> **Excerpt to read**:
········
In the example of FIG. 1, the additional entry transporting path E-3 begins at the inlet point K-5. It leads, via the inlet points K-4 and K-6 and the diverter W-6, to the diverter W-7. The return path R-2 opens out into the additional entry transporting path E-3 at the inlet point K-4, and the additional return path R-3, which will be described at a later stage in the text, opens out into this transporting path at the inlet point K-6. The diverter W-6 either introduces an item of mail into the exit transporting path A-1 or leaves the item of mail on the additional entry transporting path E-3. The diverter W-7 either introduces an item of mail into the exit transporting path A-2 or leaves the item of mail on the additional entry transporting path E-3. An item of mail which is not discharged either onto the exit transporting path A-1 or onto the exit transporting path A-2 passes into an output container N-2 (“emergency exit”). This item of mail, then, cannot be processed mechanically or has been misdirected. It is removed from the output container N-2 and processed further by hand.

The sorting installation of FIG. 1 also has an additional return path R-3. Items of mail which have not been separated correctly by upstream separators are returned on the additional return path R-3. These separators include the separators of the pre-handling configurations V-1 and V-2 and the separators Ve-1 and Ve-2 on the two exit transporting paths A-1 and A-2. The additional return path R-3 is arranged downstream to the extent where it is still able to accommodate all these non-separated items of mail before they reach a processing configuration B-1, B-2. The return path begins at the diverter W-9 and leads, via the inlet point K-3, to the inlet point K-6, where the additional return path R-3 opens out into the additional entry transporting path E-3.
········
> **Collected material**:
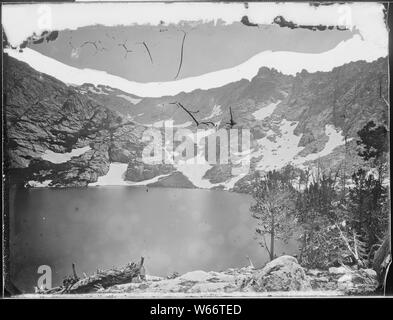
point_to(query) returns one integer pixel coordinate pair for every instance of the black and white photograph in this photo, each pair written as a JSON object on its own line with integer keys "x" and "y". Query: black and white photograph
{"x": 196, "y": 149}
········
> **Exercise set**:
- a) Print the part of the mail-sorting passage that opens with the words containing "The sorting installation" and closes with "into the additional entry transporting path E-3.".
- b) For each statement, answer yes or no according to the mail-sorting passage, and quote the passage's exact words that decide it. (i) The diverter W-7 can introduce an item of mail into the exit transporting path A-1. (ii) An item of mail that lands in the output container N-2 is processed further by hand. (iii) The additional return path R-3 begins at the inlet point K-3.

> **Exercise responses**:
- a)
The sorting installation of FIG. 1 also has an additional return path R-3. Items of mail which have not been separated correctly by upstream separators are returned on the additional return path R-3. These separators include the separators of the pre-handling configurations V-1 and V-2 and the separators Ve-1 and Ve-2 on the two exit transporting paths A-1 and A-2. The additional return path R-3 is arranged downstream to the extent where it is still able to accommodate all these non-separated items of mail before they reach a processing configuration B-1, B-2. The return path begins at the diverter W-9 and leads, via the inlet point K-3, to the inlet point K-6, where the additional return path R-3 opens out into the additional entry transporting path E-3.

- b)
(i) No: "The diverter W-7 either introduces an item of mail into the exit transporting path A-2 or leaves the item of mail on the additional entry transporting path E-3."
(ii) Yes: "It is removed from the output container N-2 and processed further by hand."
(iii) No: "The return path begins at the diverter W-9 and leads, via the inlet point K-3, to the inlet point K-6"